### REQUIREMENT
Pull out every line of the records below that contains the string "white". Matches must agree in case.

====

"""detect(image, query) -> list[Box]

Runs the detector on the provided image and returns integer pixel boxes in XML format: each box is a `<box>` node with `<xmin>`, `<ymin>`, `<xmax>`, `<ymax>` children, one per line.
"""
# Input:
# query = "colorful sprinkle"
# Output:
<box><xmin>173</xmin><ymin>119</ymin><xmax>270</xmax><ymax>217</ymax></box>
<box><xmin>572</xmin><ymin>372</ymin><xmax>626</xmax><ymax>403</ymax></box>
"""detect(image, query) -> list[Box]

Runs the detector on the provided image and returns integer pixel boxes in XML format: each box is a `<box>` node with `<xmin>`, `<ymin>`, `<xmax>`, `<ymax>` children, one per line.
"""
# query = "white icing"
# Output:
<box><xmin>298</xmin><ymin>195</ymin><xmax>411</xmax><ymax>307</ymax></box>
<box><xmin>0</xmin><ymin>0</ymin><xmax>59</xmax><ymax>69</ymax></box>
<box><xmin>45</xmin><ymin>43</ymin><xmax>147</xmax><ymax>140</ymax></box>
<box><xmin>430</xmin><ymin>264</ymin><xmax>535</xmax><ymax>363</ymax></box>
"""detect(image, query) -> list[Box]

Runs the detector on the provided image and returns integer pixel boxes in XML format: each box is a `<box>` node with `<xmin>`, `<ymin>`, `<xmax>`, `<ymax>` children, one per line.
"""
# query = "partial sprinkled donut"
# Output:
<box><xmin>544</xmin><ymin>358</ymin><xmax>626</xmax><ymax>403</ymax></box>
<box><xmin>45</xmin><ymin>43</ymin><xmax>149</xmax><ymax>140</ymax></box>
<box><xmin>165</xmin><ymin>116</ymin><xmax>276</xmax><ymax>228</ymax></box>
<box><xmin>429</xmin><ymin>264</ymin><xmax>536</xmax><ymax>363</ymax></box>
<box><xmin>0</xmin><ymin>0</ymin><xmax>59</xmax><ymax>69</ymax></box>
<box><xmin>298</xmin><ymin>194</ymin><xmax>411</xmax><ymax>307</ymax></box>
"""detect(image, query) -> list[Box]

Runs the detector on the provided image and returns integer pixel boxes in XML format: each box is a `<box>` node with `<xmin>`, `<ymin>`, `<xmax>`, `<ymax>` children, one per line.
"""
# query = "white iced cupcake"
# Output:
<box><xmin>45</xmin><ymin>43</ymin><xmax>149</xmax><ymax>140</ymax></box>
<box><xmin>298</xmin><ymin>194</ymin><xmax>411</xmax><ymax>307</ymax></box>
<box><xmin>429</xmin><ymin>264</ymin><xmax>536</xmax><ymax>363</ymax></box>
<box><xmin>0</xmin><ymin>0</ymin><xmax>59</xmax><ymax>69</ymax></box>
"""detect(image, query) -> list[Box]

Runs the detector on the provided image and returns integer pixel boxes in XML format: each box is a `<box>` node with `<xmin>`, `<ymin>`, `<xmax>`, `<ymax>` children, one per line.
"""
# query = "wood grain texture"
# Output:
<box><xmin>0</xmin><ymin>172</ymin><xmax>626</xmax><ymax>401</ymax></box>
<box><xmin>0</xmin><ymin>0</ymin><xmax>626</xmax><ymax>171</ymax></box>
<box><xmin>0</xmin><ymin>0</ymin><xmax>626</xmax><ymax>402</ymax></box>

====

### REPLY TO THE EXERCISE
# query = "white icing"
# query = "white iced cupcake"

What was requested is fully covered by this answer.